▶ EXCERPT
+++

1998 NCAA Tournament Championship Game
| Utah Utes | Kentucky Wildcats |
| WAC | SEC |
| (30–3) | (34–4) |
| 69 | 78 |
| Head coach: Rick Majerus | Head coach: Tubby Smith |
| AP: 7; Coaches: 7; | AP: 5; Coaches: 6; |
|  | 1st half | 2nd half | Total |
| Utah Utes | 41 | 28 | 69 |
| Kentucky Wildcats | 31 | 47 | 78 |
- Date: March 30, 1998
- Venue: Alamodome, San Antonio, Texas
- MVP: Jeff Sheppard, Kentucky
- Favorite: Kentucky by 3.5
- Referees: Jim Burr, Donnie Gray, Mike Sanzere
- Attendance: 40,509

United States TV coverage
- Network: CBS
- Announcers: Jim Nantz (play-by-play) Billy Packer (color) Michele Tafoya and Armen Keteyian (sideline)

= 1998 NCAA Division I men's basketball championship game =

American college basketball final

The 1998 NCAA Division I men's basketball championship game was the finals of the 1998 NCAA Division I men's basketball tournament and it determined the national champion for the 1997–98 NCAA Division I men's basketball season The game was played on March 30, 1998, at the Alamodome in San Antonio, Texas, and featured the South Regional Champion, No. 2-seeded Kentucky versus the West Regional Champion, No. 3-seeded Utah.

+++

[Records from a collection]
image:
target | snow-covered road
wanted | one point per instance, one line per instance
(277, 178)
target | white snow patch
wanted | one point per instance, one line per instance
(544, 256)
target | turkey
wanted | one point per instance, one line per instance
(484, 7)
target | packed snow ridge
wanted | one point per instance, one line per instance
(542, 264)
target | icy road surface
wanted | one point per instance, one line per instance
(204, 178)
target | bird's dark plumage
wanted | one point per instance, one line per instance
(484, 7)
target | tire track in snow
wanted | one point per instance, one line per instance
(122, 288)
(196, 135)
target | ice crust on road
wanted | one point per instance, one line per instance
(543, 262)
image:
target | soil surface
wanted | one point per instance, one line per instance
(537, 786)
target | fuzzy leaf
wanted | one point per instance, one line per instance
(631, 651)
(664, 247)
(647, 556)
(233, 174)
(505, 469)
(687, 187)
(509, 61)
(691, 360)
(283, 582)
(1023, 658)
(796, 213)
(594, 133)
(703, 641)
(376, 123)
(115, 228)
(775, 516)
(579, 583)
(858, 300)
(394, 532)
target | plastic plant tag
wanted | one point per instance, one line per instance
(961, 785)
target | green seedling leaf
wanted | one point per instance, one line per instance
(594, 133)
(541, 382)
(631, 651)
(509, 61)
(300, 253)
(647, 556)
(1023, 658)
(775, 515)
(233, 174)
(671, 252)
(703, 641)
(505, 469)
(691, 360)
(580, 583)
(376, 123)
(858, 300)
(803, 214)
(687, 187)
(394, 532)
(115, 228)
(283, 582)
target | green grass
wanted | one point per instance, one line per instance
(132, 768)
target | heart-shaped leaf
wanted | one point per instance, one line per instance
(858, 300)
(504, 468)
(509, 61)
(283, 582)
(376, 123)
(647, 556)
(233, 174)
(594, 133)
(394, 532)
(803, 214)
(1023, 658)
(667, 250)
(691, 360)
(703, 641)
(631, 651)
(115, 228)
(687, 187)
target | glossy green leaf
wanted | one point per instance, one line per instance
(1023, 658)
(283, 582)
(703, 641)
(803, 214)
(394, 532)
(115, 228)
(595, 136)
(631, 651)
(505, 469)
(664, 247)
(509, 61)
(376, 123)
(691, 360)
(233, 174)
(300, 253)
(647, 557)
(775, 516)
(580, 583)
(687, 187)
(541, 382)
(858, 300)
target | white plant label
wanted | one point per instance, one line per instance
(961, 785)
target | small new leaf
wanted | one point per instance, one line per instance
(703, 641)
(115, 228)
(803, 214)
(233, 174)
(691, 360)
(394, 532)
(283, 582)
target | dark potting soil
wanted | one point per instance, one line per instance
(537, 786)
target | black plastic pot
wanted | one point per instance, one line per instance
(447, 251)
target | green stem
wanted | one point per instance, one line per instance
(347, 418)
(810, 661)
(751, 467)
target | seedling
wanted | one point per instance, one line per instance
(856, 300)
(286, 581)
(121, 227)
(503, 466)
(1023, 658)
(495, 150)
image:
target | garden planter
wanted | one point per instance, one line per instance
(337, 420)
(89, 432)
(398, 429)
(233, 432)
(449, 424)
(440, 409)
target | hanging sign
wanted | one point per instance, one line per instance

+++

▶ WRITTEN INSTRUCTION A
Locate every line in the rows above that contains the string "road", with case counting, and copy each of those lines.
▶ WRITTEN INSTRUCTION B
Write what comes next in the article on the 1998 NCAA championship game, starting after its last sentence.

▶ TASK RESPONSE A
target | snow-covered road
target | icy road surface
target | ice crust on road

▶ TASK RESPONSE B
==Participants==

===Utah Utes===

- West Regional
  - (3) Utah 85, (14) San Francisco 68
  - (3) Utah 75, (6) Arkansas 69
  - (3) Utah 65, (10) West Virginia 62
  - (3) Utah 76, (1) Arizona 51
- Final Four
  - (W3) Utah 65, (E1) North Carolina 59

===Kentucky Wildcats===

Seeding in brackets
- South
  - (2) Kentucky 82, (15) South Carolina State 67
  - (2) Kentucky 88, (10) Saint Louis 61
  - (2) Kentucky 94, (6) UCLA 66
  - (2) Kentucky 86, (1) Duke 84
- Final Four
  - (S2) Kentucky 86, (MW3) Stanford 85 (OT)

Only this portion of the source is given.